Provided information:
========

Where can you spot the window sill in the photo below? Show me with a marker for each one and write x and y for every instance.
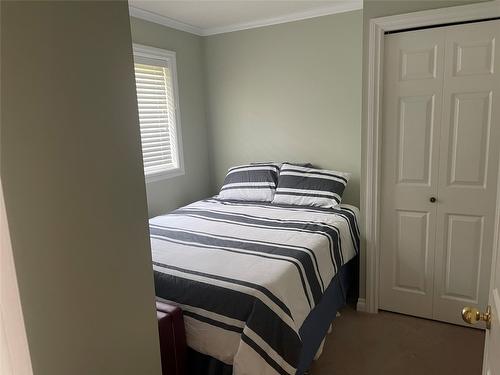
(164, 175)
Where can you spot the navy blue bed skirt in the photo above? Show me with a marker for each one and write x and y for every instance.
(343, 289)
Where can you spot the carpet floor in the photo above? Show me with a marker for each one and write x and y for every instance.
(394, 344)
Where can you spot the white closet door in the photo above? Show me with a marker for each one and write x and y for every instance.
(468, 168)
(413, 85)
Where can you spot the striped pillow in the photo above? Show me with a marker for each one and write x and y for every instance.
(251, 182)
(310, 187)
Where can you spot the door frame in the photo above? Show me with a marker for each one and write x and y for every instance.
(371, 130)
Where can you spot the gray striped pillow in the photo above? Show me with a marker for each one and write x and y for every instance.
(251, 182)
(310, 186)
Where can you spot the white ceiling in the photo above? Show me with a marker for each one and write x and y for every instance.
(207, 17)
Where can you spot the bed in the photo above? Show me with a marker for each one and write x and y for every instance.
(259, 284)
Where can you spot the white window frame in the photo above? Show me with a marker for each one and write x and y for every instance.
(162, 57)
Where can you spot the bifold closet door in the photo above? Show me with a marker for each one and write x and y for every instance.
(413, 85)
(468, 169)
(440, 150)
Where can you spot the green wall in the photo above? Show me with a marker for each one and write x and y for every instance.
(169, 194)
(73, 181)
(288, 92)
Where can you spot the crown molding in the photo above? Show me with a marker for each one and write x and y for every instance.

========

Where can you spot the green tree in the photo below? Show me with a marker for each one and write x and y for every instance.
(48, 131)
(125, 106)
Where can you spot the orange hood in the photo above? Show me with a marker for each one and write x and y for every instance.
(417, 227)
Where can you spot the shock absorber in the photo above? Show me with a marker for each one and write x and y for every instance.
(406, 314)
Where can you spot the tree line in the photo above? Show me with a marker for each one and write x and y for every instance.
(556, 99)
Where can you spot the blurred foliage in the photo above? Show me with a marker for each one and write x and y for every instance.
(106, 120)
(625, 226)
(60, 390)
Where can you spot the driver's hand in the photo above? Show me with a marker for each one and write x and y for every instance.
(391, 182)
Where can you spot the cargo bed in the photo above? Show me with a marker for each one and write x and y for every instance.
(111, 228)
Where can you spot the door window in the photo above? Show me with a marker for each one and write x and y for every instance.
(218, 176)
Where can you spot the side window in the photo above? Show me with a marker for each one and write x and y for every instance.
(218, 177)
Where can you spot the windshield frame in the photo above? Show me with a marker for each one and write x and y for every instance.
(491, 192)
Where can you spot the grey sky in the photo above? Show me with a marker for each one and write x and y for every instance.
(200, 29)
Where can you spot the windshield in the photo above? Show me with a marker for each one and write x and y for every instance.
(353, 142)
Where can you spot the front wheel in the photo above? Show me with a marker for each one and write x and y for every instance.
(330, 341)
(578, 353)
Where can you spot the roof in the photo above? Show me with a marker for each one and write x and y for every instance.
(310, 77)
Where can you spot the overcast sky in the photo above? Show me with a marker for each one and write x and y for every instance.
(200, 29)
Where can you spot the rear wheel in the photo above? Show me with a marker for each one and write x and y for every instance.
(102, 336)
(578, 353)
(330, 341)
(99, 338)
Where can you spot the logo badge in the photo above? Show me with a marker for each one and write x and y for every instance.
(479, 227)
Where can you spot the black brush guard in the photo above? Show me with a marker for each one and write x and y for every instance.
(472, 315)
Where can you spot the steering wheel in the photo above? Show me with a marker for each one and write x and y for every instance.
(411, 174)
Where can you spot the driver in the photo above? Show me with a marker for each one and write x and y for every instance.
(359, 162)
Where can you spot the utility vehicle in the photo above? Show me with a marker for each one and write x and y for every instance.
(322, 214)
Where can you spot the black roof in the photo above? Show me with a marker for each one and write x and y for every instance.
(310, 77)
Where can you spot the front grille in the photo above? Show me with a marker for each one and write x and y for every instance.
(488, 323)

========

Given instruction:
Find each line in the records above that contains the string "black", and copy every such line in full. Matching is case-sensitive.

Answer for this exercise:
Where can you spot the black brush guard in the photo above? Show me with a marker for each one and write x and y for every instance.
Where can you spot the black roof in the photo above? Show me with a marker for each one and write x and y for every instance.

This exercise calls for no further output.